◆ **WHAT YOU WILL DO**
Reproduce every one of the following items word for word, keeping each line as it stands.

─── DATA SUPPLIED ───

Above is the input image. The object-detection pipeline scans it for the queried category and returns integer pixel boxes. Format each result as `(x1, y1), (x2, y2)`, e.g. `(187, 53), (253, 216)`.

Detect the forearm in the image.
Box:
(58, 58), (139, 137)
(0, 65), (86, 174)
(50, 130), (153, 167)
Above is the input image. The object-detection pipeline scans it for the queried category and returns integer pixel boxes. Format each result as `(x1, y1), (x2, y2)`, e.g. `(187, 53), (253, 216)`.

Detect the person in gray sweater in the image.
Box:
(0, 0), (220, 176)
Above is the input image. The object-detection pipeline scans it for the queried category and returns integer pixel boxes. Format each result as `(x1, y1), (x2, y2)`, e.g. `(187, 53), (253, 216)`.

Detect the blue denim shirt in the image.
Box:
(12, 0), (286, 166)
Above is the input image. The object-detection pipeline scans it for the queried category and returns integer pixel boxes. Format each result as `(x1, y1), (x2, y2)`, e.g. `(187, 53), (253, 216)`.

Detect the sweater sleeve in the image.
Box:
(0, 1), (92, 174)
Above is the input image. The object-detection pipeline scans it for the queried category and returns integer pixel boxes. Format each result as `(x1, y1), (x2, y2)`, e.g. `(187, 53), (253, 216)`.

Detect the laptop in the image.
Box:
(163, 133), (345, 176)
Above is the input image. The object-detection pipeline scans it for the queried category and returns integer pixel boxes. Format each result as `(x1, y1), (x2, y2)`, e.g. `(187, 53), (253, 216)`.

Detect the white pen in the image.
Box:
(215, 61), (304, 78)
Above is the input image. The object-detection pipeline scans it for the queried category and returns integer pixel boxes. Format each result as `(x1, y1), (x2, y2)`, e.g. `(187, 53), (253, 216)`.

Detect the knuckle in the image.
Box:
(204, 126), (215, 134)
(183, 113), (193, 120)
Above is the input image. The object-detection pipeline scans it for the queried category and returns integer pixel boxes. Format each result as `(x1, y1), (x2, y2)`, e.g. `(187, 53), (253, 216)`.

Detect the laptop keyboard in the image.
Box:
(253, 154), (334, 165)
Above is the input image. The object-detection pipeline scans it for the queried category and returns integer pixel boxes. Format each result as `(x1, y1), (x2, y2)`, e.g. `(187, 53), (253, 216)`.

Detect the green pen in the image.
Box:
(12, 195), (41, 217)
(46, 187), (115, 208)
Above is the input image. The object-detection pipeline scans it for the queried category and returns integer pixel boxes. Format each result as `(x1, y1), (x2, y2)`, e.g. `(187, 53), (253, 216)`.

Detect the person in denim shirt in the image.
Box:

───

◆ **SOLUTION**
Above is the input image. The object-detection pipeline scans it for the queried category and returns integer pixel boxes. Format each result as `(x1, y1), (x2, y2)`, e.g. `(187, 53), (253, 216)`.

Detect the forearm in the image.
Box:
(58, 58), (139, 137)
(0, 65), (86, 174)
(50, 130), (153, 167)
Above is the input image. The object-detection pipeline scans it for the queried category and returns integer pixel boxes. Format each result as `(x1, y1), (x2, y2)`, e.g. `(187, 53), (253, 216)`.

Detect the person in gray sweater in the image.
Box:
(0, 0), (220, 176)
Above is the input image. The object-detection pipeline scans it for the queried category and returns integer pixel boxes. Format each result as `(x1, y1), (x2, y2)`, e.g. `(187, 53), (253, 216)`.

Detect the blue denim shirt in the image.
Box:
(12, 0), (286, 166)
Above is the input image. The object-detection pipeline scans it for the queried category and returns integer pixel boxes. Format each result as `(x1, y1), (x2, y2)`, e.g. `(187, 53), (253, 216)`.

Detect the sweater sleeve in the image.
Box:
(0, 1), (92, 174)
Above is the input image. The object-detection pipeline scans it for the queried category and returns integer pixel boxes. Format each result as `(x1, y1), (x2, y2)`, e.g. `(187, 53), (253, 216)`.

Detect the laptop in the image.
Box:
(163, 133), (345, 176)
Above is the input image. The object-detection pipeline scans it for the queried category and returns integer pixel boxes. Format each result as `(x1, y1), (x2, y2)`, e.g. `(187, 53), (253, 216)`.

Detect the white pen in the image.
Box:
(215, 61), (304, 78)
Above is the input image. The object-detection pipeline scans it for the queried category and returns integer pixel boxes. Format each result as `(x1, y1), (x2, y2)`, e.g. `(187, 53), (253, 216)`.

Detect the knuckle in the image.
Box:
(204, 126), (215, 134)
(183, 113), (193, 120)
Above is the input image. The object-detection pipeline scans it for the queried category and returns integer pixel boxes. Format each result as `(x1, y1), (x2, y2)`, e.g. `(187, 53), (253, 216)`.

Detect the laptop keyboard in the image.
Box:
(253, 154), (334, 165)
Above is the input image. The object-detection pipeline scans it for the queried category and returns integer pixel boxes. Format each result as `(x1, y1), (x2, y2)`, e.g. `(187, 53), (253, 216)`.

Detect the green pen in the image.
Box:
(12, 195), (41, 217)
(46, 187), (115, 208)
Above is the input image. The object-detection pipeline scans it for the queried category and returns integer pixel boxes. Format each result as `(x1, y1), (x2, y2)`, e.g. `(187, 53), (253, 216)`.

Detect the person in denim shirt in the image.
Box:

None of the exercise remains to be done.